- [What the exercise asks]
Repeat the material verbatim and drop the pictures.

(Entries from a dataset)
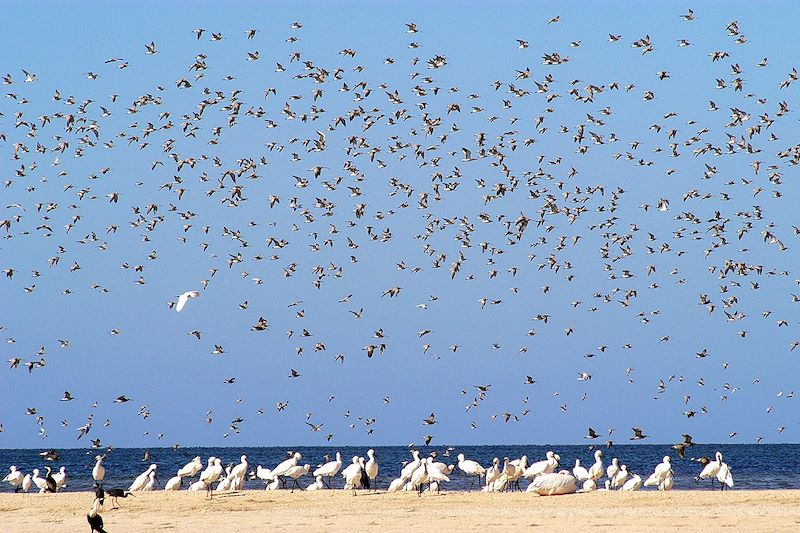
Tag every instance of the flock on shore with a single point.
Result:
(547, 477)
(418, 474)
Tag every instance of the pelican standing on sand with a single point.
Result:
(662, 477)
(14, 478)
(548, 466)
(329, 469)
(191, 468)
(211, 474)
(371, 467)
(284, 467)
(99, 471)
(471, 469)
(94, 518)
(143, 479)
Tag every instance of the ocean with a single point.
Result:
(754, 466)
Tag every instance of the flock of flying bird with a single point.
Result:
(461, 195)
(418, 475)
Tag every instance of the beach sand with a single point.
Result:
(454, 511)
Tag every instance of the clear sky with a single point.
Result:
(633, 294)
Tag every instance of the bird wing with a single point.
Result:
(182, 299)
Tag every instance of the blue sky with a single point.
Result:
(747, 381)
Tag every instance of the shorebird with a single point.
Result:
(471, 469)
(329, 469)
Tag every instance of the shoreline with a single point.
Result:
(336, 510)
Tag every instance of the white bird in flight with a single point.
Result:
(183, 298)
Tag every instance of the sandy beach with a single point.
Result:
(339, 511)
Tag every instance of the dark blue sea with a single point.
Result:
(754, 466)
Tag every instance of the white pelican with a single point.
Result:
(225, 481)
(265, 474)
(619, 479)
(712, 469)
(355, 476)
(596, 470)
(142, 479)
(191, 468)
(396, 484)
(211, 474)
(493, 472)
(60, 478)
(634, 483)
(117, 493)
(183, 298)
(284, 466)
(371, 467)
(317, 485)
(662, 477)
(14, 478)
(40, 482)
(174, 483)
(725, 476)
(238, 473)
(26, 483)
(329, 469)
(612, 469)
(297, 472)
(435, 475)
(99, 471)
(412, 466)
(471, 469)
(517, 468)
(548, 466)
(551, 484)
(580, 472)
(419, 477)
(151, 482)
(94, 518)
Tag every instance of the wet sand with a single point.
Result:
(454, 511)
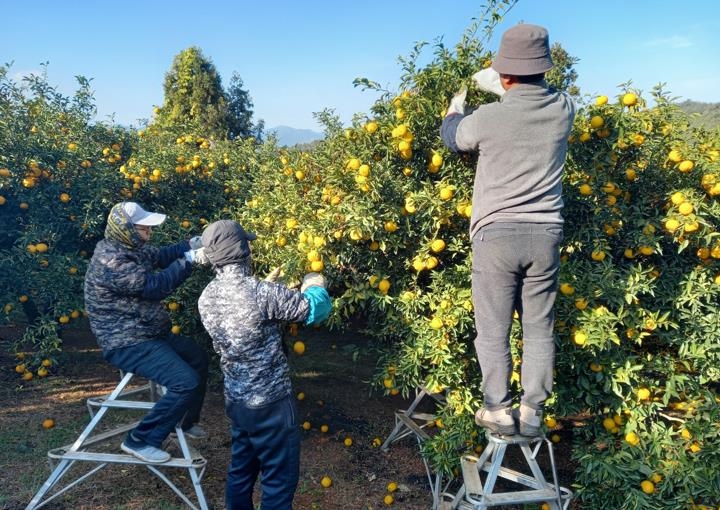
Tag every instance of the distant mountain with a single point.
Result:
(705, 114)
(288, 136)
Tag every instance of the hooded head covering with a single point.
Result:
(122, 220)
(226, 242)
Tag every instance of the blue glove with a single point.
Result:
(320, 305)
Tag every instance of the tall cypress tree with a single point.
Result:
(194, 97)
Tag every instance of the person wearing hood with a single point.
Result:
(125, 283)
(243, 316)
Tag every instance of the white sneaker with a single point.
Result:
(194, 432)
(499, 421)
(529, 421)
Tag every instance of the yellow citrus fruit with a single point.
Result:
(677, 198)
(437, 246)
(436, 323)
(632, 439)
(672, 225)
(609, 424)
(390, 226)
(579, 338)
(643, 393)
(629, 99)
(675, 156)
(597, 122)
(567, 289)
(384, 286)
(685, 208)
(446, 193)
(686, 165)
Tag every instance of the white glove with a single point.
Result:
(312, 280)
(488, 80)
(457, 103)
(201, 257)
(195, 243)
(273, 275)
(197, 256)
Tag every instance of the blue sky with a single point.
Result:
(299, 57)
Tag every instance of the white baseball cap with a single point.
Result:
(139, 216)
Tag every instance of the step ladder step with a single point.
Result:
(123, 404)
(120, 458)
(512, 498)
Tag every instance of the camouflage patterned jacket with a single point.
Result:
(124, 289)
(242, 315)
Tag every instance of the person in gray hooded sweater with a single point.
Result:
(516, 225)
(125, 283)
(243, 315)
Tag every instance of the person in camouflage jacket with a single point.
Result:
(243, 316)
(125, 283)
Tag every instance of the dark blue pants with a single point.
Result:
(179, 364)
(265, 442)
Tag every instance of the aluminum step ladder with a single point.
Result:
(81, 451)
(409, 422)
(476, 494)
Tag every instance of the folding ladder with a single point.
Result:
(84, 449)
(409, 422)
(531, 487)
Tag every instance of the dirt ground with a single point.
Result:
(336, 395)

- [Reply to the task]
Tag every instance of the flock on shore with a single point.
Result:
(547, 477)
(418, 474)
Tag every instance of the pelican standing on sand with a single point.
Result:
(662, 477)
(14, 478)
(548, 466)
(329, 469)
(191, 468)
(211, 474)
(371, 467)
(284, 467)
(99, 471)
(471, 469)
(94, 518)
(143, 479)
Tag every instance of the ocean with a single point.
Result:
(754, 466)
Tag every instance of the flock of flying bird with a single point.
Result:
(461, 195)
(418, 475)
Tag every instance of the beach sand with a single point.
Result:
(454, 511)
Tag every instance of the clear sky with a single point.
Result:
(633, 294)
Tag every instance of the bird wing with a single point.
Result:
(182, 299)
Tag every instance of the blue sky with a single point.
Result:
(747, 381)
Tag every instance of the shorebird with a single point.
Result:
(471, 469)
(329, 469)
Tag every instance of the shoreline with a single point.
Result:
(336, 510)
Tag every instance of the white bird in flight with a single point.
Result:
(183, 298)
Tag every instance of the sandy beach with a single point.
Result:
(339, 511)
Tag every instance of the dark blue sea with a single point.
Result:
(754, 466)
Tag every instance of the white pelican with a single point.
Result:
(225, 481)
(265, 474)
(619, 479)
(712, 469)
(355, 476)
(596, 470)
(142, 479)
(191, 468)
(396, 484)
(211, 474)
(493, 472)
(60, 478)
(634, 483)
(117, 493)
(183, 298)
(284, 466)
(371, 467)
(317, 485)
(662, 477)
(14, 478)
(40, 482)
(174, 483)
(725, 476)
(238, 473)
(26, 483)
(329, 469)
(612, 469)
(297, 472)
(435, 475)
(99, 471)
(412, 466)
(471, 469)
(517, 468)
(548, 466)
(551, 484)
(580, 472)
(419, 477)
(151, 482)
(94, 518)
Tag every instance of the wet sand with a single point.
Result:
(454, 511)
Tag every instance of the distant mountain with a single point.
Result:
(705, 114)
(288, 136)
Tag every instance of the hooded head covering with a single point.
Result:
(122, 220)
(226, 242)
Tag every instance of the blue glove with a single point.
Result:
(320, 305)
Tag every instance of the tall cypress tree with a single point.
Result:
(194, 97)
Tag every instance of the person wearing hood with a single point.
Result:
(125, 283)
(243, 316)
Tag every instance of the white sneaker with a single point.
Result:
(194, 432)
(499, 421)
(529, 421)
Tag every instance of the yellow citrus fruit with a single point.
Result:
(677, 198)
(437, 246)
(436, 323)
(632, 439)
(672, 225)
(609, 424)
(390, 226)
(579, 338)
(643, 393)
(629, 99)
(675, 156)
(597, 122)
(567, 289)
(384, 286)
(685, 208)
(446, 193)
(686, 165)
Tag every instance of the white glove with a single point.
Result:
(312, 280)
(488, 80)
(457, 103)
(201, 257)
(195, 243)
(273, 275)
(197, 256)
Tag every instance of the blue sky with a single point.
Result:
(299, 57)
Tag every instance of the white baseball cap with a single point.
Result:
(139, 216)
Tag every instance of the step ladder step with a single point.
Result:
(123, 404)
(120, 458)
(512, 498)
Tag every instance of the camouflage patterned jacket with a single point.
Result:
(124, 289)
(242, 315)
Tag every instance of the person in gray hooded sweater with a single point.
Result:
(516, 225)
(125, 283)
(243, 315)
Tag every instance of the person in camouflage jacket with a single point.
Result:
(243, 316)
(125, 283)
Tag every instance of the dark blue pants with a single point.
Result:
(179, 364)
(265, 442)
Tag every instance of the aluminum step ladder with a single point.
Result:
(81, 451)
(409, 422)
(476, 494)
Tag every instance of the folding ladder with a single point.
Result:
(84, 449)
(409, 422)
(531, 487)
Tag every instance of the dirt ground with a single point.
Result:
(336, 395)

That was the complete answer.